Brief
Could you retype every line of the items below, changing nothing?

(Coordinate labeling data)

---------------

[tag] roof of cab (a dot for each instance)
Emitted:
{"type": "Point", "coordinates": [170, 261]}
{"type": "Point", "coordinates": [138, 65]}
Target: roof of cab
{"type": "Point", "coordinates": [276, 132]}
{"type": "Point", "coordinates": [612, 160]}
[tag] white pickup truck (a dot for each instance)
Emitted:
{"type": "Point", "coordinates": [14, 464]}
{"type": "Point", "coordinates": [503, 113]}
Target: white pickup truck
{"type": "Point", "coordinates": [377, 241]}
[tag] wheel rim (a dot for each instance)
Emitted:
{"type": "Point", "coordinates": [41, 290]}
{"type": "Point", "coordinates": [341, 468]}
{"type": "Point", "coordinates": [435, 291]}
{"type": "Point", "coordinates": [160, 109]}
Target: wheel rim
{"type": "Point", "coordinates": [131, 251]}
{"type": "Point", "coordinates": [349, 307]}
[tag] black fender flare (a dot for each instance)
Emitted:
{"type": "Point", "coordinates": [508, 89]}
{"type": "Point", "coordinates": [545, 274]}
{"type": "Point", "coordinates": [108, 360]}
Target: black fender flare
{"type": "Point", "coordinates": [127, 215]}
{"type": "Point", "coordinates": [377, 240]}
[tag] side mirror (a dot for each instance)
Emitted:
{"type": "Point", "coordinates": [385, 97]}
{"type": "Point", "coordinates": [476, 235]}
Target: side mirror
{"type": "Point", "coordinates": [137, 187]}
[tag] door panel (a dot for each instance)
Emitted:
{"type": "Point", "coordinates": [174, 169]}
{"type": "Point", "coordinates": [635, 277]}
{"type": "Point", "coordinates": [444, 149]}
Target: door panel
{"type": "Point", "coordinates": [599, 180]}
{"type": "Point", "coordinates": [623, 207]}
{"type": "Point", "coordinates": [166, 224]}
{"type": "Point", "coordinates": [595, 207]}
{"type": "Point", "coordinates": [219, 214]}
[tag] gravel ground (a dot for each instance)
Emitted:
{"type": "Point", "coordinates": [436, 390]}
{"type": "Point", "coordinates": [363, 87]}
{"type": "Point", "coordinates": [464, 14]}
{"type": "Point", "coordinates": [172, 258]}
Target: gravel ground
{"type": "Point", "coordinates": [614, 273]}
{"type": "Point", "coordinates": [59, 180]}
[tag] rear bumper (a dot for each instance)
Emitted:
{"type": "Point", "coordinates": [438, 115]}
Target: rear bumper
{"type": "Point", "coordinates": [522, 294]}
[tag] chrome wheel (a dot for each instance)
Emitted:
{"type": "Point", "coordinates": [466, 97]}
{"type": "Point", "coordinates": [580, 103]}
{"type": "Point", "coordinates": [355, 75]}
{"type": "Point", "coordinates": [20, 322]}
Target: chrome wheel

---------------

Exercise output
[tag] roof of cab (a dot for each instance)
Emitted:
{"type": "Point", "coordinates": [170, 261]}
{"type": "Point", "coordinates": [138, 65]}
Target: roof of cab
{"type": "Point", "coordinates": [276, 132]}
{"type": "Point", "coordinates": [612, 160]}
[tag] white pickup truck (a dot for each instance)
Emitted:
{"type": "Point", "coordinates": [14, 464]}
{"type": "Point", "coordinates": [503, 113]}
Target: white pickup truck
{"type": "Point", "coordinates": [377, 241]}
[tag] wheel rim (a dot for each instance)
Emitted:
{"type": "Point", "coordinates": [41, 290]}
{"type": "Point", "coordinates": [341, 468]}
{"type": "Point", "coordinates": [435, 291]}
{"type": "Point", "coordinates": [160, 109]}
Target: wheel rim
{"type": "Point", "coordinates": [131, 251]}
{"type": "Point", "coordinates": [349, 307]}
[tag] black fender flare (a dot for each instance)
Emitted:
{"type": "Point", "coordinates": [508, 89]}
{"type": "Point", "coordinates": [545, 274]}
{"type": "Point", "coordinates": [108, 360]}
Target: black fender flare
{"type": "Point", "coordinates": [127, 215]}
{"type": "Point", "coordinates": [377, 240]}
[tag] side mirror (a dot for each instance)
Emitted:
{"type": "Point", "coordinates": [385, 97]}
{"type": "Point", "coordinates": [476, 235]}
Target: side mirror
{"type": "Point", "coordinates": [137, 187]}
[tag] door panel (a dot for each instance)
Emitted:
{"type": "Point", "coordinates": [174, 169]}
{"type": "Point", "coordinates": [635, 277]}
{"type": "Point", "coordinates": [444, 149]}
Target: door panel
{"type": "Point", "coordinates": [599, 180]}
{"type": "Point", "coordinates": [623, 207]}
{"type": "Point", "coordinates": [166, 224]}
{"type": "Point", "coordinates": [595, 207]}
{"type": "Point", "coordinates": [219, 214]}
[tag] gravel ground (a dot for each instance)
Emitted:
{"type": "Point", "coordinates": [436, 390]}
{"type": "Point", "coordinates": [363, 87]}
{"type": "Point", "coordinates": [464, 14]}
{"type": "Point", "coordinates": [172, 258]}
Target: gravel ground
{"type": "Point", "coordinates": [614, 273]}
{"type": "Point", "coordinates": [59, 180]}
[tag] rear bumper (a dot for each instance)
Emitted:
{"type": "Point", "coordinates": [438, 115]}
Target: rear bumper
{"type": "Point", "coordinates": [522, 294]}
[tag] chrome wheel (a dot for each instance)
Emitted:
{"type": "Point", "coordinates": [466, 97]}
{"type": "Point", "coordinates": [580, 103]}
{"type": "Point", "coordinates": [355, 75]}
{"type": "Point", "coordinates": [20, 322]}
Target: chrome wheel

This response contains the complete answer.